Bill Griffith is a cartoon-world superstar, as the creator of the loopy comic strip "Zippy the Pinhead." With his latest project, however, the comic artist isn't going for laughs but for personal catharsis.

"It was cathartic, not therapeutic. Catharsis means it shakes you up. Therapeutic means it heals you. I didn't get any healing out of this. It shook me up because it was something I'd been putting off examining," Griffith, 71, said in an interview in the studio at his home in East Haddam.

The subject is his mother's long extramarital liaison with her employer. Griffith will discuss the book, "Invisible Ink: My Mother's Secret Love Affair with a Famous Cartoonist" (Fantagraphics Books, 208 pp., $29.99) at the Mark Twain House & Museum in Hartford on Dec. 3.

"Invisible Ink," written as a graphic memoir, tells the story of Barbara Griffith's unhappy marriage and her love for Lawrence Lariar, an urbane man who incongruously drew middlebrow and lowbrow comics and edited the compendium "Best Cartoons of the Year" from 1942 to 1971.

Bill Griffith met Lariar once, when he was 17 and didn't know about the affair. He found out about the affair when he was 28, in 1972, on the day his father died. "It was a weird moment to tell me. She was probably feeling as you do when you're grieving ... all kinds of stuff comes out," Griffith said. "So her sudden need to tell my sister and I about this affair welled up in her and she just blurted it out."

To his regret, Griffith never asked his mother to tell him more about Lariar. When she was dying in 1998, she asked him to save only a few of her possessions. These included her diaries and an unpublished novel, a thinly disguised autobiography that describes in detail her affair with Lariar.

Griffith decided to write about his mother. "My mother always said to me that if there is something you need to deal with in your life, write it down," he said. "That's what she did." Griffith researched for more than two years, on nights and weekends when he wasn't drawing "Zippy."

People today might have never heard of Lariar and might wonder about the title of Griffith's book. But in his day and his milieu, Lariar was widely known. "He edited 'Best Cartoons of the Year.' Every year, everybody wanted to be in his book," Griffith said. "He was a very important guy to cartoonists." Lariar also wrote mystery novels, some under pseudonyms Adam Knight and Michael Lawrence. He died in 1981 in Waterbury.

Lariar's obscure legacy came home to Griffith when he went to Syracuse University, where Lariar donated his papers. The papers had been there for more than 30 years. Griffith was the first to ask to see them. "I am now the world's leading authority on Lawrence Lariar," he states in his book.

Griffith doesn't hold back on the dark aspects of his childhood. Griffith's maternal grandparents were unloving toward his mother, calling her "the bad seed" and favoring her brother. His father was unusually close-mouthed about his childhood, never telling his family that he had siblings. His father also beat Griffith's sister. "My sister and I had different relationships with my mother," Griffith said. "Mine was nothing but nice. My sister, when my father would beat her, my mother never came to her protection. That was pretty hard to deal with."

========================================

THE PROBLEM
Reproduce word for word the passage of the article on Bill Griffith's memoir that opens with the words containing "The subject is" and closes with "1942 to 1971.".

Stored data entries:
========================================

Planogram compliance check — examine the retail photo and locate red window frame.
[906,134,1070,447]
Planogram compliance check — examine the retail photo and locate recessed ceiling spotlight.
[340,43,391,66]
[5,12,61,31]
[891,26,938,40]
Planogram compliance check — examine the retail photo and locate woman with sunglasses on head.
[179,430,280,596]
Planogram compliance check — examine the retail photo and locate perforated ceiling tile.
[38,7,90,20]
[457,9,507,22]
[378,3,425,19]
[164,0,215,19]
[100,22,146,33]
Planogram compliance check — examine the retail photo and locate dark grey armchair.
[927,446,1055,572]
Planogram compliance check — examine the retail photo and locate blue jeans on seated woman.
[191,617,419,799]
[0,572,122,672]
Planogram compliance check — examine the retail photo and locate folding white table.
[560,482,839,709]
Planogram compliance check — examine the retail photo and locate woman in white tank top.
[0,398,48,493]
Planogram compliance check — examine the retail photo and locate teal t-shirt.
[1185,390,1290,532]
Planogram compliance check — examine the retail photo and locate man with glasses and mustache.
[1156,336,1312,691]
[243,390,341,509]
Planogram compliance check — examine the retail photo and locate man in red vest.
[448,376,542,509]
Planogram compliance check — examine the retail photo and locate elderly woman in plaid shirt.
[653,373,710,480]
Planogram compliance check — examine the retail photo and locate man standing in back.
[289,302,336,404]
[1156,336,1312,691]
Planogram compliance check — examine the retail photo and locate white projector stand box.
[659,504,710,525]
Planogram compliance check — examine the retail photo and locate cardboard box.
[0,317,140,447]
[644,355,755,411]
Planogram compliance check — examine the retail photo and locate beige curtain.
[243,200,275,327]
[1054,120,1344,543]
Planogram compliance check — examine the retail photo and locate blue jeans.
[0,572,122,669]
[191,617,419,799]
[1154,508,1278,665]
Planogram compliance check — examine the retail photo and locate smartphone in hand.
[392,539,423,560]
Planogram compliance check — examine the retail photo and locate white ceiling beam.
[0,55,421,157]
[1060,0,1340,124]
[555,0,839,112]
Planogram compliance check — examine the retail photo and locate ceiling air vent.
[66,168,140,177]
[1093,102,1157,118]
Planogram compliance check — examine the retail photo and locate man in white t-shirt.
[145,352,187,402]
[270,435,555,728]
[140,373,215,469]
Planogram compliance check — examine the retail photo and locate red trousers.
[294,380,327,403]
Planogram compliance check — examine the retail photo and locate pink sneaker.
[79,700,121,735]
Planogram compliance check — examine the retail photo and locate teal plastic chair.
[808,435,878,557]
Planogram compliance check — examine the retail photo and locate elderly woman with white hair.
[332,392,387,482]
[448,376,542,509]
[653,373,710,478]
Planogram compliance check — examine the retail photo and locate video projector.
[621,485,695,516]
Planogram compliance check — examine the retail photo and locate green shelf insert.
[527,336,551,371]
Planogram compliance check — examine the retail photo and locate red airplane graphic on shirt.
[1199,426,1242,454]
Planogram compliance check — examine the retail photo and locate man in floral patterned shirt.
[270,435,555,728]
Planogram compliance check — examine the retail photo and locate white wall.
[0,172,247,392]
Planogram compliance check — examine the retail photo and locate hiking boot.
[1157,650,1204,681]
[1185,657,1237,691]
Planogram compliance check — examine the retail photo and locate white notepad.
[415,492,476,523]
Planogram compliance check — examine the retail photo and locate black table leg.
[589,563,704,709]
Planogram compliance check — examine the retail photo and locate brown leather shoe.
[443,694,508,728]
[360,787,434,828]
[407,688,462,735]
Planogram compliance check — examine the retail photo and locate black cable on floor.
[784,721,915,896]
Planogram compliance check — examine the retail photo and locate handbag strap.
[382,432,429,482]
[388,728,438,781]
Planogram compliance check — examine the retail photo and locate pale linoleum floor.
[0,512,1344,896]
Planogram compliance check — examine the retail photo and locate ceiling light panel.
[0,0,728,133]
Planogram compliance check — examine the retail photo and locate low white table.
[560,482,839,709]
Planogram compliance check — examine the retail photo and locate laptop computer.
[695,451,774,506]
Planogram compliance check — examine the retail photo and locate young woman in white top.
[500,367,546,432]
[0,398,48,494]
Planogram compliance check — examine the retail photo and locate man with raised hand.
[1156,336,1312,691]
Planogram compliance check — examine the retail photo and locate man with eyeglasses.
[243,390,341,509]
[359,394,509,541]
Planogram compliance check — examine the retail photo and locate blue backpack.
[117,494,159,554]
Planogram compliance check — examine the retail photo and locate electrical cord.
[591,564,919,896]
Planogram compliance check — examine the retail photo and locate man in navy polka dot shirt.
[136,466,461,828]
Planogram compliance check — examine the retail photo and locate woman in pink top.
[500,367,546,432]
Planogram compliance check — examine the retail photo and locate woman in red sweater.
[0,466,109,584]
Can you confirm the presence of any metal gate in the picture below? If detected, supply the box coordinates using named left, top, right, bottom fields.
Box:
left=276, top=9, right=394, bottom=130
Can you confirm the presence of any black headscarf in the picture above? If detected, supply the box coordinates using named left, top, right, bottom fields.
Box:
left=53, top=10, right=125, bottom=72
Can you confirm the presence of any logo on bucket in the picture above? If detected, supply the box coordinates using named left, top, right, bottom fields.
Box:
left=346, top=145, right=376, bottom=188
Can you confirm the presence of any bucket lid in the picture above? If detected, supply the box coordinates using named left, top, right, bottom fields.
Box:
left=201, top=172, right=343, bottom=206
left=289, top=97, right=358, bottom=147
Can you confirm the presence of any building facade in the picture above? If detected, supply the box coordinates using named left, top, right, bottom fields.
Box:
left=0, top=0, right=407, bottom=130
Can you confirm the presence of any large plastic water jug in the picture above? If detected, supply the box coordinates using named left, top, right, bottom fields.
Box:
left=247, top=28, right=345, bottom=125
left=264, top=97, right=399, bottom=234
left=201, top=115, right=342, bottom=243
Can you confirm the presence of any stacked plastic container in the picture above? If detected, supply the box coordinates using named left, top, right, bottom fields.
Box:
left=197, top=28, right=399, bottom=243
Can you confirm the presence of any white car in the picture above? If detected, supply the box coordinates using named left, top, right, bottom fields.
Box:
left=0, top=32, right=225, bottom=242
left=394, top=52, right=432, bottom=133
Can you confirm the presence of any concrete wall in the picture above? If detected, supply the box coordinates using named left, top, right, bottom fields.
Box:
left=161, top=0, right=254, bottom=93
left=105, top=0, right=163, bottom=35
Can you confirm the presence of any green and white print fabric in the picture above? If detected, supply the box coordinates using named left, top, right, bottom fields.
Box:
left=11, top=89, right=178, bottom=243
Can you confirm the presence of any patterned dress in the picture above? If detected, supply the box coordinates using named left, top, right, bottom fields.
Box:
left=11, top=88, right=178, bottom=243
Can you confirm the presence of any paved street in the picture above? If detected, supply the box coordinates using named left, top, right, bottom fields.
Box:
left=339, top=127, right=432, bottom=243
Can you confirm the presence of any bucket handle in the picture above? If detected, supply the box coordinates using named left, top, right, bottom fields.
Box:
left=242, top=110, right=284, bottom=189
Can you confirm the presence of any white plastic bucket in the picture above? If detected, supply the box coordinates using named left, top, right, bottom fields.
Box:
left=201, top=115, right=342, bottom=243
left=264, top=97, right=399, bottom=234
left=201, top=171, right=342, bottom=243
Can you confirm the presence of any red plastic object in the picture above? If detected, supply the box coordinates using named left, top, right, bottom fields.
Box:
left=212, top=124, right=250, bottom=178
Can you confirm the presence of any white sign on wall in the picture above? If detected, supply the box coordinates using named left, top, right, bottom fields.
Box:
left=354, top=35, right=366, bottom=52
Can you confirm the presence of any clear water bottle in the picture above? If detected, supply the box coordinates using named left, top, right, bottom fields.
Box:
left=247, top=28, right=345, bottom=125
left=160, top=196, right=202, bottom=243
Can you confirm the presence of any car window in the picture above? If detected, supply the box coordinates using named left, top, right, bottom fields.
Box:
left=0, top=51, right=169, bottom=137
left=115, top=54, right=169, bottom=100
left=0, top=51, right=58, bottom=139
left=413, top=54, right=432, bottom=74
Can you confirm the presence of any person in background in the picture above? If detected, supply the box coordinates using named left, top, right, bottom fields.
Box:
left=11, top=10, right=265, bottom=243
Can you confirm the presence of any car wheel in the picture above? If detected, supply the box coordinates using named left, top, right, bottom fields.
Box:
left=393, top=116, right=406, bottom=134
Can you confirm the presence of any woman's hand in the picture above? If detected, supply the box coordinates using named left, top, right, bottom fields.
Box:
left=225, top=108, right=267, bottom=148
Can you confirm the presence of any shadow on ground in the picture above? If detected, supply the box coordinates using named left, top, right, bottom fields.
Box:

========================================

RESULT OF THIS EXERCISE
The subject is his mother's long extramarital liaison with her employer. Griffith will discuss the book, "Invisible Ink: My Mother's Secret Love Affair with a Famous Cartoonist" (Fantagraphics Books, 208 pp., $29.99) at the Mark Twain House & Museum in Hartford on Dec. 3.

"Invisible Ink," written as a graphic memoir, tells the story of Barbara Griffith's unhappy marriage and her love for Lawrence Lariar, an urbane man who incongruously drew middlebrow and lowbrow comics and edited the compendium "Best Cartoons of the Year" from 1942 to 1971.